§ Document excerpt:
* * * * *

The "right fix" itself will not touch the watchdog rate. I will modify the
changelog to notify the people who want to do the backport.

As my understanding, it's not harmful even if we don't revert the
workaround. It can still detect the hardlockup, only takes
a tiny bit longer.

Thanks,
Kan

2017-06-21 13:41:00

by Don Zickus

[permalink] [raw]
Subject: Re: [PATCH] kernel/watchdog: fix spurious hard lockups

On Tue, Jun 20, 2017 at 02:33:09PM -0700, [email protected] wrote:
> From: Kan Liang <[email protected]>
>
> Some users reported spurious NMI watchdog timeouts.
>
> We now have more and more systems where the Turbo range is wide enough
> that the NMI watchdog expires faster than the soft watchdog timer that
> updates the interrupt tick the NMI watchdog relies on.
>
> This problem was originally added by commit 58687acba592
> ("lockup_detector: Combine nmi_watchdog and softlockup detector").
> Previously the NMI watchdog would always check jiffies, which were
> ticking fast enough. But now the backing is quite slow so the expire
> time becomes more sensitive.
>
> For mainline the right fix is to switch the NMI watchdog to reference
> cycles, which tick always at the same rate independent of turbo mode.
> But this is requires some complicated changes in perf, which are too
> difficult to backport. Since we need a stable fix too just increase the
> NMI watchdog rate here to avoid the spurious timeouts. This is not an
> ideal fix because a 3x as large Turbo range could still fail, but for
> now that's not likely.

As this is an Intel problem, we should at least restrict it to
arch/x86/kernel/apic/hw_nmi.c. I don't want to penalize other arches yet.

>
> Signed-off-by: Kan Liang <[email protected]>
> Cc: [email protected]
> Fixes: 58687acba592 ("lockup_detector: Combine nmi_watchdog and
> softlockup detector")
> ---
>
> The right fix for mainline can be found here.
> perf/x86/intel: enable CPU ref_cycles for GP counter
> perf/x86/intel, watchdog: Switch NMI watchdog to ref cycles on x86
> https://patchwork.kernel.org/patch/9779087/
> https://patchwork.kernel.org/patch/9779089/

Does that mean this fix is restricted to just -stable then? Otherwise I am
confused why we should take this patch, if you have a better fix above.

* * * * *

§ Entries supplied:

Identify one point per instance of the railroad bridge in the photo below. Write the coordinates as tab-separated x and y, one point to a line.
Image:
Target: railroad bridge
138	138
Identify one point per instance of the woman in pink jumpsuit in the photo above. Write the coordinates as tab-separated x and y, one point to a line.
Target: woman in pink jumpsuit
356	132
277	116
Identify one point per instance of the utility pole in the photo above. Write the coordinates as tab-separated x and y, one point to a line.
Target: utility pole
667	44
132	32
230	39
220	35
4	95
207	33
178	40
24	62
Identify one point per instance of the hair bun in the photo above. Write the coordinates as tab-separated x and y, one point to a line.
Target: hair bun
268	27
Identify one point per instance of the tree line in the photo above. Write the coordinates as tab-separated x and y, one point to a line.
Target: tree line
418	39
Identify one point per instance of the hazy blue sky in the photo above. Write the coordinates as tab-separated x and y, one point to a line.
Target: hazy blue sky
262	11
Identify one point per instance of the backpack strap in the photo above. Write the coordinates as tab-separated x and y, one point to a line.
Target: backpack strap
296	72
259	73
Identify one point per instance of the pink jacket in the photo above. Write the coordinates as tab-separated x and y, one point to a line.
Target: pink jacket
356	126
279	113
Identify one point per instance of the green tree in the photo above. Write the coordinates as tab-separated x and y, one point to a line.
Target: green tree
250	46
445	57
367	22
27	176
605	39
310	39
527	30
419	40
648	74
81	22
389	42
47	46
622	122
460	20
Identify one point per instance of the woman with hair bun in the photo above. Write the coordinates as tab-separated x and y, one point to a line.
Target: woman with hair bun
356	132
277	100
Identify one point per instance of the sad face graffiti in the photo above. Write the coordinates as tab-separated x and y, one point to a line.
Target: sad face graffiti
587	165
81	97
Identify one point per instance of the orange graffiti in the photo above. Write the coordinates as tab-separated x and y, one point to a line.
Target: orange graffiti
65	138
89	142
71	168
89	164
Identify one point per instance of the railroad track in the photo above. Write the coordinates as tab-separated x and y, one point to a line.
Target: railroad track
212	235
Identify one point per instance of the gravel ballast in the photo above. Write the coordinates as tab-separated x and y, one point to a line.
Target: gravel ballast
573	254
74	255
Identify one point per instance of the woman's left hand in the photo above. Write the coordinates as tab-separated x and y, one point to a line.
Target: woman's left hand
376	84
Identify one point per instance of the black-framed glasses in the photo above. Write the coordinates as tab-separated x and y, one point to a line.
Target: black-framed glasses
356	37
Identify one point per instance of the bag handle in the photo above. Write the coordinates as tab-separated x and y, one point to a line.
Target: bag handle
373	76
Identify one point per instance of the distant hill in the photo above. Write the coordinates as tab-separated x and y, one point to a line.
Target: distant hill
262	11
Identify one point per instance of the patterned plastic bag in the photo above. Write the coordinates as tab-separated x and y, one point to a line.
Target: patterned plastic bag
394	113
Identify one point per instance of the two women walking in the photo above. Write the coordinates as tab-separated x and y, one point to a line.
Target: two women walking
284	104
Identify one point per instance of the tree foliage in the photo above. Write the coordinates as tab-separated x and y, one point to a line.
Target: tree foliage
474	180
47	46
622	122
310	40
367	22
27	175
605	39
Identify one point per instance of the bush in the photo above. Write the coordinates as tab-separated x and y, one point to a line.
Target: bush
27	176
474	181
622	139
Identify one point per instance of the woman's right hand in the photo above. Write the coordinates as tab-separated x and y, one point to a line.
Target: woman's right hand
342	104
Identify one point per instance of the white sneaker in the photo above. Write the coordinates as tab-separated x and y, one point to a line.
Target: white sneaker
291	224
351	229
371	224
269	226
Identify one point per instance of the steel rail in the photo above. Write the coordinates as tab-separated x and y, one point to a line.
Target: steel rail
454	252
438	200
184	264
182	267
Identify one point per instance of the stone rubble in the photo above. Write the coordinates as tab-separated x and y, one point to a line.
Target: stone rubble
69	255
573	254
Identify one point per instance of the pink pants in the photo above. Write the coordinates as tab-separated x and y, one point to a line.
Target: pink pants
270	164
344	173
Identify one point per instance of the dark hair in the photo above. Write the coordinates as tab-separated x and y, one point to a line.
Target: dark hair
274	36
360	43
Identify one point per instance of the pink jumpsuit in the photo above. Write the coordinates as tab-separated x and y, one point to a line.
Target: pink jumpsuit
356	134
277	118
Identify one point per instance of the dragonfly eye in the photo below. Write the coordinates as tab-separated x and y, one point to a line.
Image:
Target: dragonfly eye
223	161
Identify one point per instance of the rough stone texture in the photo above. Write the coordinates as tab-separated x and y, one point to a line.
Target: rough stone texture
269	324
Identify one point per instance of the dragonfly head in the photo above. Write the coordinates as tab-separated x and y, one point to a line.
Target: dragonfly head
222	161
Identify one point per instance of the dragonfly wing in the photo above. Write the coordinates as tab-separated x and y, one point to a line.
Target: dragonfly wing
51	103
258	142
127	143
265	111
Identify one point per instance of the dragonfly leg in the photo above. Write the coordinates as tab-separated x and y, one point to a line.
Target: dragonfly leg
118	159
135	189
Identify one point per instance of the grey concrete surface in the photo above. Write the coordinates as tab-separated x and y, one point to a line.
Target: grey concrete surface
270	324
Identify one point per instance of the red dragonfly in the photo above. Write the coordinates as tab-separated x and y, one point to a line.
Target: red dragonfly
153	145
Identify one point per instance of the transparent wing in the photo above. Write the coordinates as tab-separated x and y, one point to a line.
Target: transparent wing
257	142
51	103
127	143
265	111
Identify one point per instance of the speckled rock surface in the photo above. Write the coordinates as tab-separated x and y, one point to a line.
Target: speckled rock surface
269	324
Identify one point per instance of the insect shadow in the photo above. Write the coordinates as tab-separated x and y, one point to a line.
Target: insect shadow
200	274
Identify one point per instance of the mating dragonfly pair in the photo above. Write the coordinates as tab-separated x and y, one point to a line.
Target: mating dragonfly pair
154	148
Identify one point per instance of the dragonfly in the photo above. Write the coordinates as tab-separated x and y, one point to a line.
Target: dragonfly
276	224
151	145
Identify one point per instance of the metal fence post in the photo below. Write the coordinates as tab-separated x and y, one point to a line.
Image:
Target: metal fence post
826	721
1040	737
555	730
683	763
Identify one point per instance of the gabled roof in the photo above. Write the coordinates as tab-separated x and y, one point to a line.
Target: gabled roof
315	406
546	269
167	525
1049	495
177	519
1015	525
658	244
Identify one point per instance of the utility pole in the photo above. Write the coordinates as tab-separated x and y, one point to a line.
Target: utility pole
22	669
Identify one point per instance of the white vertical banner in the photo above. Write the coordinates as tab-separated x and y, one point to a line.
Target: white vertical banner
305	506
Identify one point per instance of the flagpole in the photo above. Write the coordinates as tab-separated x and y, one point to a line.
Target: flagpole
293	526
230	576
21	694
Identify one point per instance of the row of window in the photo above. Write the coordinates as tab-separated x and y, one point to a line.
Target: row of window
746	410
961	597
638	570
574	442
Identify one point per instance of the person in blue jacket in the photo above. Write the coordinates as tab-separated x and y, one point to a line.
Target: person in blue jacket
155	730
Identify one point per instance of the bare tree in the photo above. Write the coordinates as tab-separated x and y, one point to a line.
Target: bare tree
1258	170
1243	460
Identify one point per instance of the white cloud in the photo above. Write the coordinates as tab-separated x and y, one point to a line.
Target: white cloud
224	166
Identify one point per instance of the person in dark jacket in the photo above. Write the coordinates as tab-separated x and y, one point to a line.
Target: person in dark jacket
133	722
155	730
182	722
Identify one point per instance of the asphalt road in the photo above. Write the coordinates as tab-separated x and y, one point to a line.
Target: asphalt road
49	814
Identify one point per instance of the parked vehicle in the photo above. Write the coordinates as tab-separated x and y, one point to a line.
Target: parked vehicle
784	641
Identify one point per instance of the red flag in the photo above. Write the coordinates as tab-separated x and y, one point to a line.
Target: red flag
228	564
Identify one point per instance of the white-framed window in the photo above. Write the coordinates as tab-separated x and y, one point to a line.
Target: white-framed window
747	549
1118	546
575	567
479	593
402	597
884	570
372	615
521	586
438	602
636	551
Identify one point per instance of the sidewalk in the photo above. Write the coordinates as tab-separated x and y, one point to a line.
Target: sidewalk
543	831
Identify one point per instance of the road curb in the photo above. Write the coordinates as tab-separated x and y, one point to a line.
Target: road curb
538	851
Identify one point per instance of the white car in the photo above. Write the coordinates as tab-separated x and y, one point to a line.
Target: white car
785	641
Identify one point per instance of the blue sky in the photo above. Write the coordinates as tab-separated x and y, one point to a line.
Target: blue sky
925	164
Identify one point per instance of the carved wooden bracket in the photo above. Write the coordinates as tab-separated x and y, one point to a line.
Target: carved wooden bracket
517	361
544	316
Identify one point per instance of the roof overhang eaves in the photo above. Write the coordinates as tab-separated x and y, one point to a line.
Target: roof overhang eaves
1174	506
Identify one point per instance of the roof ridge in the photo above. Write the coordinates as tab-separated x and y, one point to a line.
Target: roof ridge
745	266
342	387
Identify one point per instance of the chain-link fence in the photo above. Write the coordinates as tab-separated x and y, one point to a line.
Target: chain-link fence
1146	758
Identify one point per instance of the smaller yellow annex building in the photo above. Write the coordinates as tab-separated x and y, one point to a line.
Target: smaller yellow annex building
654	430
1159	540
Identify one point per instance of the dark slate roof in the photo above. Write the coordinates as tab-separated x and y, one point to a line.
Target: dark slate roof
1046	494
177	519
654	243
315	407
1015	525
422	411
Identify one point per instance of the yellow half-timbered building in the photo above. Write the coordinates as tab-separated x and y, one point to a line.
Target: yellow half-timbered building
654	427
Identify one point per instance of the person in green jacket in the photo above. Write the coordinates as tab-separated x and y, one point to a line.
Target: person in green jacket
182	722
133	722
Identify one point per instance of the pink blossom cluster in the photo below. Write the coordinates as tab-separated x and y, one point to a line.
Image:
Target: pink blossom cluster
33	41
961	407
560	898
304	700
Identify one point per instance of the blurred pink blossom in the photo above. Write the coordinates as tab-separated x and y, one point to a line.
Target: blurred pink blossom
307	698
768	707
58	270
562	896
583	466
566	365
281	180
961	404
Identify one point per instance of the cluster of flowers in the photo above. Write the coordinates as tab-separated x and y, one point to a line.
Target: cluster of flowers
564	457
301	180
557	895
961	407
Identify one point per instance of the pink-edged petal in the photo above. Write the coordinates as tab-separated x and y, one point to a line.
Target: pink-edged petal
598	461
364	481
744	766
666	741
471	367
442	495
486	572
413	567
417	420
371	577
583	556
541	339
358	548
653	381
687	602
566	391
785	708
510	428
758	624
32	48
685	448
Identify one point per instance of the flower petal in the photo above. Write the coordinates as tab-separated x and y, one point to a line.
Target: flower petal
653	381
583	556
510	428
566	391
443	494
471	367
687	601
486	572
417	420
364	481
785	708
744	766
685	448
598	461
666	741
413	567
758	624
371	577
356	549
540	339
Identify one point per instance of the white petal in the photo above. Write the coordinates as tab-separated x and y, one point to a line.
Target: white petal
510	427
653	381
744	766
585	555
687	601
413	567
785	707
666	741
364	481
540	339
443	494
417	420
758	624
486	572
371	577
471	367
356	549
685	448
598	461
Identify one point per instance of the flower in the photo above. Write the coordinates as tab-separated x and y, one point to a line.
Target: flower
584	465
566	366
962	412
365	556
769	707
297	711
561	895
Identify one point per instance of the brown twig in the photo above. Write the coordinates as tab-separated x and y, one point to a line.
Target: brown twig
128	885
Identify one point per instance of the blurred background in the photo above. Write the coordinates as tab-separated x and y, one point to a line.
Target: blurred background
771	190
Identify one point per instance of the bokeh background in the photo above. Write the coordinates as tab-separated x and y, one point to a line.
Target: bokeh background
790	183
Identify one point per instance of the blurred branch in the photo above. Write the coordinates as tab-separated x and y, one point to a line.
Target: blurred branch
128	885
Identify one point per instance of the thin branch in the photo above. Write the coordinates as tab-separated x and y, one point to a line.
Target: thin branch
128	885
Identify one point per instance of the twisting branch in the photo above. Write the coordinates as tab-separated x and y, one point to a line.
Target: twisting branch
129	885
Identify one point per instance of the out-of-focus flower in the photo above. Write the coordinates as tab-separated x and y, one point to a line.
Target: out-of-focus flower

* * * * *

§ Short task A:
Retype the watchdog patch discussion from "[permalink] [raw]" up to and including "NMI watchdog timeouts.", without altering a single character.
§ Short task B:
Pick up the watchdog patch discussion after its final sentence and keep it going.

§ Final result A:
[permalink] [raw]
Subject: Re: [PATCH] kernel/watchdog: fix spurious hard lockups

On Tue, Jun 20, 2017 at 02:33:09PM -0700, [email protected] wrote:
> From: Kan Liang <[email protected]>
>
> Some users reported spurious NMI watchdog timeouts.

§ Final result B:
Cheers,
Don

>
> kernel/watchdog_hld.c | 2 +-
> 1 file changed, 1 insertion(+), 1 deletion(-)
>
> diff --git a/kernel/watchdog_hld.c b/kernel/watchdog_hld.c
> index 54a427d1f344..0f7c6e758b82 100644
> --- a/kernel/watchdog_hld.c
> +++ b/kernel/watchdog_hld.c
> @@ -164,7 +164,7 @@ int watchdog_nmi_enable(unsigned int cpu)
> firstcpu = 1;
>
> wd_attr = &wd_hw_attr;
> - wd_attr->sample_period = hw_nmi_get_sample_period(watchdog_thresh);
> + wd_attr->sample_period = 3 * hw_nmi_get_sample_period(watchdog_thresh);
>
> /* Try to register using hardware perf events */
> event = perf_event_create_kernel_counter(wd_attr, cpu, NULL, watchdog_overflow_callback, NULL);
> --
> 2.11.0
>

2017-06-21 13:47:53

by Don Zickus

[permalink] [raw]
Subject: Re: [PATCH] kernel/watchdog: fix spurious hard lockups

On Wed, Jun 21, 2017 at 12:40:28PM +0000, Liang, Kan wrote:
>
> > >
> > > The right fix for mainline can be found here.
> > > perf/x86/intel: enable CPU ref_cycles for GP counter perf/x86/intel,
> > > watchdog: Switch NMI watchdog to ref cycles on x86
> > > https://patchwork.kernel.org/patch/9779087/
> > > https://patchwork.kernel.org/patch/9779089/
> >
> > Presumably the "right fix" will later be altered to revert this one-line
> > workaround?
>
> The "right fix" itself will not touch the watchdog rate. I will modify the
> changelog to notify the people who want to do the backport.
>
> As my understanding, it's not harmful even if we don't revert the
> workaround. It can still detect the hardlockup, only takes
> a tiny bit longer.

It depends on you perspective of harmful. :-) There are folks that would
like that sampling rate to be more accurate, so they can detect problems
soon than later. You just took an input of 'watchdog_thresh' and blindly
multiplied it by 3, which can confuse an end user who thought they setup a 5
second threshold but instead it turned into a 15 second one. :-(

Cheers,
Don

2017-06-21 14:02:37

by Liang, Kan

[permalink] [raw]
Subject: RE: [PATCH] kernel/watchdog: fix spurious hard lockups

>
> On Tue, Jun 20, 2017 at 02:33:09PM -0700, [email protected] wrote:
> > From: Kan Liang <[email protected]>
> >
> > Some users reported spurious NMI watchdog timeouts.
> >
> > We now have more and more systems where the Turbo range is wide
> enough
> > that the NMI watchdog expires faster than the soft watchdog timer that
> > updates the interrupt tick the NMI watchdog relies on.
> >
> > This problem was originally added by commit 58687acba592
> > ("lockup_detector: Combine nmi_watchdog and softlockup detector").
> > Previously the NMI watchdog would always check jiffies, which were
> > ticking fast enough. But now the backing is quite slow so the expire
> > time becomes more sensitive.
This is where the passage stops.